### WHAT THE TASK ASKS
Turn everything from the start of the entries down to and including the line containing "58 13 L 58 14" into a Markdown table with columns headed Row and Line, numbering each line and skipping blank ones.

### EXCERPTED RECORDS
<<<<

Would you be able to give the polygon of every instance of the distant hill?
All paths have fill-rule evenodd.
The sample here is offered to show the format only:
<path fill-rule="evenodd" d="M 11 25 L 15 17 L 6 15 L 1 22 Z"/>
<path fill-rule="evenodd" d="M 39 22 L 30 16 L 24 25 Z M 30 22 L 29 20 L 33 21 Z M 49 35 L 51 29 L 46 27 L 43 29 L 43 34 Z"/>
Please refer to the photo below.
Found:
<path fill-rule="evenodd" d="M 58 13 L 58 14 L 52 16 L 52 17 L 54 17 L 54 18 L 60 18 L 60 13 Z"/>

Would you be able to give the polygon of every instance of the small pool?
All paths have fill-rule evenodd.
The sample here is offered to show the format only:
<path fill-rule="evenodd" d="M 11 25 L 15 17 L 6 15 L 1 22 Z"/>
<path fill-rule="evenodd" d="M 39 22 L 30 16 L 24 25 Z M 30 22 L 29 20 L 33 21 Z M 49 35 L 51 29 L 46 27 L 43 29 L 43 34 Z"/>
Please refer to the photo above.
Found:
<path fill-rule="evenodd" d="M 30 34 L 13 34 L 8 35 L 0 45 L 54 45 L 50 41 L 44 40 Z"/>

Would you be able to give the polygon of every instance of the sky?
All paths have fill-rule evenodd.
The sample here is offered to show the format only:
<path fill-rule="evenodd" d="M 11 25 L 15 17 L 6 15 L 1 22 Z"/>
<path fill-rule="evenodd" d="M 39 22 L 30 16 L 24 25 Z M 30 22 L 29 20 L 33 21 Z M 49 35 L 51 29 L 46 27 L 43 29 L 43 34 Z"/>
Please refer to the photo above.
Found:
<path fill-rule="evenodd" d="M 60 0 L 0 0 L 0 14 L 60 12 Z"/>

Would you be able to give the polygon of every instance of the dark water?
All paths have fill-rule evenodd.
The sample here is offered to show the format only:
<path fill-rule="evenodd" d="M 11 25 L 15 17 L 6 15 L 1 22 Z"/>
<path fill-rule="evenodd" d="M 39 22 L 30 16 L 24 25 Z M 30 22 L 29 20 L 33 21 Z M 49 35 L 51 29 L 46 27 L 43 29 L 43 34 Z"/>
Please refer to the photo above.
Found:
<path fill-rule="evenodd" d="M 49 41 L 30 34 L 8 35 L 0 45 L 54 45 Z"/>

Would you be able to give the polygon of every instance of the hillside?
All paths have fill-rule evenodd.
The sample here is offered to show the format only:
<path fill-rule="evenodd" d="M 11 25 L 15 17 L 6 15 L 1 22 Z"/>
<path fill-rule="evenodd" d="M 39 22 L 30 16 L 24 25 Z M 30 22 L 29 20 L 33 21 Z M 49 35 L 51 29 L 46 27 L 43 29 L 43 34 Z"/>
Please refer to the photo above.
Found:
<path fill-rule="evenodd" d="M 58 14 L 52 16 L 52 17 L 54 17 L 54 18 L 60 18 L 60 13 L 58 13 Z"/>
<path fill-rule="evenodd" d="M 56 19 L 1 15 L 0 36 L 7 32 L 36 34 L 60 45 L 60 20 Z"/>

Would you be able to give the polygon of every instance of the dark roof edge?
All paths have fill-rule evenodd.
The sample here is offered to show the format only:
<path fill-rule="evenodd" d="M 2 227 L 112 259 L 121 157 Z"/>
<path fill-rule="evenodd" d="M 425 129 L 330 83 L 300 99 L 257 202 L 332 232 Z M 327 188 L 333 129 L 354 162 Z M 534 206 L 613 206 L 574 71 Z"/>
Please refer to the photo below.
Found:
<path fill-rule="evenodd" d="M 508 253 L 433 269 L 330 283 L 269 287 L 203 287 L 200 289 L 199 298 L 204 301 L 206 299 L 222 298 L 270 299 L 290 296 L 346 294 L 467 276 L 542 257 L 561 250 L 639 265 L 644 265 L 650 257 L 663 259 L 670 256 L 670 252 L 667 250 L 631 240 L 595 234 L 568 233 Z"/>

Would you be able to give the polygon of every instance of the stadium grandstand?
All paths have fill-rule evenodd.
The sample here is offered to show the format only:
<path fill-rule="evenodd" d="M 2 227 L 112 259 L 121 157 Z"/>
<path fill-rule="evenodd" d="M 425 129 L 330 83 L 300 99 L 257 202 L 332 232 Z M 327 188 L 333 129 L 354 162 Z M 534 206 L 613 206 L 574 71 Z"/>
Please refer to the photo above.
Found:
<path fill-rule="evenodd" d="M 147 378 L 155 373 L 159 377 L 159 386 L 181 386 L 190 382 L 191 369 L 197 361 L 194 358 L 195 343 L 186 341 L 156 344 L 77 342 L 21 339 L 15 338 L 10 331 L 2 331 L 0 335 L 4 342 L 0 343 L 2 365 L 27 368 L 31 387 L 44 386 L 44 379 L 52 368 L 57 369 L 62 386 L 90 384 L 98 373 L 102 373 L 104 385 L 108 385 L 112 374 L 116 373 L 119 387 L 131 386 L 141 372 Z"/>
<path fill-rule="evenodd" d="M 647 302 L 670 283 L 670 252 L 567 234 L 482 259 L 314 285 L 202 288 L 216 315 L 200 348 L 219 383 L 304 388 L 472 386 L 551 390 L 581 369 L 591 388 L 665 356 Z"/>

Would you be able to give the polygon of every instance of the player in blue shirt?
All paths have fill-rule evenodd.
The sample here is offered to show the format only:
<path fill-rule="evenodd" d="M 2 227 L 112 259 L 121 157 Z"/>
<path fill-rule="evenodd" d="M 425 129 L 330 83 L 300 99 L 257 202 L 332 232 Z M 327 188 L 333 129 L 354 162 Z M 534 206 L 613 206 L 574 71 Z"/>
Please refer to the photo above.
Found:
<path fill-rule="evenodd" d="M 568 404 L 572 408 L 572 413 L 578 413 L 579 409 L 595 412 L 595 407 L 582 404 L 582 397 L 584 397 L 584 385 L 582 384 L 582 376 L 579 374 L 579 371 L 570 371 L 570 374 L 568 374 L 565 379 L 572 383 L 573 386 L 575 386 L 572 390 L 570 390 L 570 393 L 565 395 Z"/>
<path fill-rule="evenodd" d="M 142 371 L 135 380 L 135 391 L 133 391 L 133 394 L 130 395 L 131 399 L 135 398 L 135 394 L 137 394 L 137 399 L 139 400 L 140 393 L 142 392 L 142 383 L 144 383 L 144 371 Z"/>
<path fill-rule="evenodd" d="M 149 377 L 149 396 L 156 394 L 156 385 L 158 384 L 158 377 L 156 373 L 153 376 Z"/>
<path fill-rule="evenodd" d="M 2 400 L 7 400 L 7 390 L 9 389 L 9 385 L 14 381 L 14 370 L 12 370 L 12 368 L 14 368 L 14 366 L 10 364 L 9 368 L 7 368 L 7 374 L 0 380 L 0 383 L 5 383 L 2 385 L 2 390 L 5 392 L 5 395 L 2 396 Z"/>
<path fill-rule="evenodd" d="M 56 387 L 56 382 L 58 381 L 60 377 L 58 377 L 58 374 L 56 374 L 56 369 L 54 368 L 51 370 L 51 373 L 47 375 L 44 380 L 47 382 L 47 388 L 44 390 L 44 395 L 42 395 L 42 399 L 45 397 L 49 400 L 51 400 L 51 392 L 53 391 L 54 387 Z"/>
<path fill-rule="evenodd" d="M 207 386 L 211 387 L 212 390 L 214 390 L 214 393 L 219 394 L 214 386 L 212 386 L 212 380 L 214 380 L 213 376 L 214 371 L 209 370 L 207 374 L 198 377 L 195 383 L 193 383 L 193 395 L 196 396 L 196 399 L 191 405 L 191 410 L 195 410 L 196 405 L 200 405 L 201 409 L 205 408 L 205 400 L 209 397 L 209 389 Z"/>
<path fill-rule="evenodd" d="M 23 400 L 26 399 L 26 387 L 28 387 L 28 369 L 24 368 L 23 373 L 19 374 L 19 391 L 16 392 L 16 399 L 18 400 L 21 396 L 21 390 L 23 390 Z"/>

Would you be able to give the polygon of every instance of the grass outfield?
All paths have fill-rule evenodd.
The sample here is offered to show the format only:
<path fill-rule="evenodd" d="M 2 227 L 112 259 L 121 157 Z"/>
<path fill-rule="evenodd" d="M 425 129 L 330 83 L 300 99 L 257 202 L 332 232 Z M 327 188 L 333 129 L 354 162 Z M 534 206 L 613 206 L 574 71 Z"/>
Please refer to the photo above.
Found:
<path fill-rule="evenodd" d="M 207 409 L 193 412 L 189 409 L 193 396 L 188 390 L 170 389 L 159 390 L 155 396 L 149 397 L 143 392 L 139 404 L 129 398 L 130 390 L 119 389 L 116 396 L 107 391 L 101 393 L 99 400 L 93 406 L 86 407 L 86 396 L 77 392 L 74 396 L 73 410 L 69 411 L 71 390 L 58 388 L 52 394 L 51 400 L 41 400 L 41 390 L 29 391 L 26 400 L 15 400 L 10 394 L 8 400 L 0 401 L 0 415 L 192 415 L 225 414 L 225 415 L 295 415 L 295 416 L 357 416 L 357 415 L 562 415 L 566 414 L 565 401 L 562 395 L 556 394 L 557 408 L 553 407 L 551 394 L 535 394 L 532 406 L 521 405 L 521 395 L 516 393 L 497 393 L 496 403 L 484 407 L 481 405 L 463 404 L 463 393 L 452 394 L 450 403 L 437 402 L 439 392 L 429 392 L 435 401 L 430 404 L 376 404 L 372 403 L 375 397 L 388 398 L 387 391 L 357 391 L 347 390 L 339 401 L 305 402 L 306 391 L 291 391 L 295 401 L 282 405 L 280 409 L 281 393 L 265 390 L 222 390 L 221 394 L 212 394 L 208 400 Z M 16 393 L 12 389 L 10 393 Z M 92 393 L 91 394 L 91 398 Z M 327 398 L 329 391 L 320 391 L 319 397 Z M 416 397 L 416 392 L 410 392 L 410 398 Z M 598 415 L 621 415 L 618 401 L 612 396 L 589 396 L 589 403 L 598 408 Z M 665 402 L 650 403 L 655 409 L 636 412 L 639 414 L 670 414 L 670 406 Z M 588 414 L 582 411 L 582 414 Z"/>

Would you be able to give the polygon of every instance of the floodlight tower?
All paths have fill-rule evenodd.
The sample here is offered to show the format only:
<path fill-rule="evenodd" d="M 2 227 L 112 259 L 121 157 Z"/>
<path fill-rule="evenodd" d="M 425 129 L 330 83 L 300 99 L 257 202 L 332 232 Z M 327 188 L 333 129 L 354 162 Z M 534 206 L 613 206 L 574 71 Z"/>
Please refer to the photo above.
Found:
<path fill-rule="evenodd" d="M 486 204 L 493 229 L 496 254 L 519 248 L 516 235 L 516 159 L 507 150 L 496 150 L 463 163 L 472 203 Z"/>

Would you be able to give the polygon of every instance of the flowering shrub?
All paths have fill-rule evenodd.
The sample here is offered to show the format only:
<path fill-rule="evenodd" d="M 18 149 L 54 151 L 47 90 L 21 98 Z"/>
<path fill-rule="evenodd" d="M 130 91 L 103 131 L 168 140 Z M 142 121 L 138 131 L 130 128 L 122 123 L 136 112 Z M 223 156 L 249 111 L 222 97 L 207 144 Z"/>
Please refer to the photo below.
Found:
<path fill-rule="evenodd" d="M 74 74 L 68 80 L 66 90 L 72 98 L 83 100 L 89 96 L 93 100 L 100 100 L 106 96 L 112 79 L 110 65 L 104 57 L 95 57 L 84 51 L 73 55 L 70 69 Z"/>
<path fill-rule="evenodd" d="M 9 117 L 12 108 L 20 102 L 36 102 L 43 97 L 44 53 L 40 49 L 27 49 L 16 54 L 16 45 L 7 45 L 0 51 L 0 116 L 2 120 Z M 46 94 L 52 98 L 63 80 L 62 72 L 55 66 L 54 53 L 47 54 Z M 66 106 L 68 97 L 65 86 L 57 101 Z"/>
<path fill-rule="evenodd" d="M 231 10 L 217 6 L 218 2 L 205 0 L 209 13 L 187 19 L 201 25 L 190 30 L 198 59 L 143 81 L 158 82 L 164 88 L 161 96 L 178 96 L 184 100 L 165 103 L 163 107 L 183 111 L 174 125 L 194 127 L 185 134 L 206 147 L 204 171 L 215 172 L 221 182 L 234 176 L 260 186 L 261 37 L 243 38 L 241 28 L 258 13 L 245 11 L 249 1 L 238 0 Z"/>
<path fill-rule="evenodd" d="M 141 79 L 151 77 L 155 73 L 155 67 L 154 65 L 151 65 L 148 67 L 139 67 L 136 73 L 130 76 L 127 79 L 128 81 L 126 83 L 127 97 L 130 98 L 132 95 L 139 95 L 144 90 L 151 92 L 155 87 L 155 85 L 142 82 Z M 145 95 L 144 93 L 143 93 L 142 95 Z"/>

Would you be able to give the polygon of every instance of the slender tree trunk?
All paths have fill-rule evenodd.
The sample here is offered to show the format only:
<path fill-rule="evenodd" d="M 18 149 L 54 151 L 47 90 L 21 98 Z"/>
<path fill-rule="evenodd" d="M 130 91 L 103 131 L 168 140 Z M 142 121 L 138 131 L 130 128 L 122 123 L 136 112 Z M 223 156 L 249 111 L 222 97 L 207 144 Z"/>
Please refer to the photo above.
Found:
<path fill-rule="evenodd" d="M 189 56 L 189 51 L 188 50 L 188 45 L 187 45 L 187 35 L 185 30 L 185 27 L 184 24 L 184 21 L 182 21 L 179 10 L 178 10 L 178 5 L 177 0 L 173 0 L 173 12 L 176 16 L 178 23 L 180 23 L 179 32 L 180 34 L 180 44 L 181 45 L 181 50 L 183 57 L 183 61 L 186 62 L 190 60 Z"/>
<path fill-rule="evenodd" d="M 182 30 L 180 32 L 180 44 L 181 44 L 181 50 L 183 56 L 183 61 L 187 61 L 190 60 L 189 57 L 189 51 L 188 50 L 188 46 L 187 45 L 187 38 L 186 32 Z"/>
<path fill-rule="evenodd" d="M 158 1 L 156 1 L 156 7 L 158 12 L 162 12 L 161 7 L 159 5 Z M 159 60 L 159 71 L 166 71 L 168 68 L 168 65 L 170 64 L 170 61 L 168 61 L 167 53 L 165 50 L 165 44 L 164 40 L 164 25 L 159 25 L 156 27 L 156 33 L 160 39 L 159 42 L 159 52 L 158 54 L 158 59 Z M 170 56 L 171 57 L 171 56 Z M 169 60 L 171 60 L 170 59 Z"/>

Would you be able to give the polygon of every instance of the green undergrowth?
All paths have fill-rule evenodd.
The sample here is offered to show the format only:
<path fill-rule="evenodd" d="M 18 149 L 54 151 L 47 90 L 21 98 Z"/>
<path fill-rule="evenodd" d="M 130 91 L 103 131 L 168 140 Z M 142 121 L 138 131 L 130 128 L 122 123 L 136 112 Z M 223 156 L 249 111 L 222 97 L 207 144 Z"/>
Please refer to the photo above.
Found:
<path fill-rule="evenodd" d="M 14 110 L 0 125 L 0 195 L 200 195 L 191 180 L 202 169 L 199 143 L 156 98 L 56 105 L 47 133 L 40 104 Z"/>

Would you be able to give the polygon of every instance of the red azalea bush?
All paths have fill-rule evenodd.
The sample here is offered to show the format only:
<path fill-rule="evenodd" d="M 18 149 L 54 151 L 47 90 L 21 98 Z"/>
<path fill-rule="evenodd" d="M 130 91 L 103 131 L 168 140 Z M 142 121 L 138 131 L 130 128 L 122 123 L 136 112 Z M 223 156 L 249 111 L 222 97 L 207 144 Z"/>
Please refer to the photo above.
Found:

>>>>

### IN RESPONSE
| Row | Line |
|---|---|
| 1 | Would you be able to give the polygon of every instance of the distant hill? |
| 2 | All paths have fill-rule evenodd. |
| 3 | The sample here is offered to show the format only: |
| 4 | <path fill-rule="evenodd" d="M 11 25 L 15 17 L 6 15 L 1 22 Z"/> |
| 5 | <path fill-rule="evenodd" d="M 39 22 L 30 16 L 24 25 Z M 30 22 L 29 20 L 33 21 Z M 49 35 L 51 29 L 46 27 L 43 29 L 43 34 Z"/> |
| 6 | Please refer to the photo below. |
| 7 | Found: |
| 8 | <path fill-rule="evenodd" d="M 58 13 L 58 14 L 52 16 L 52 17 L 54 17 L 54 18 L 60 18 L 60 13 Z"/> |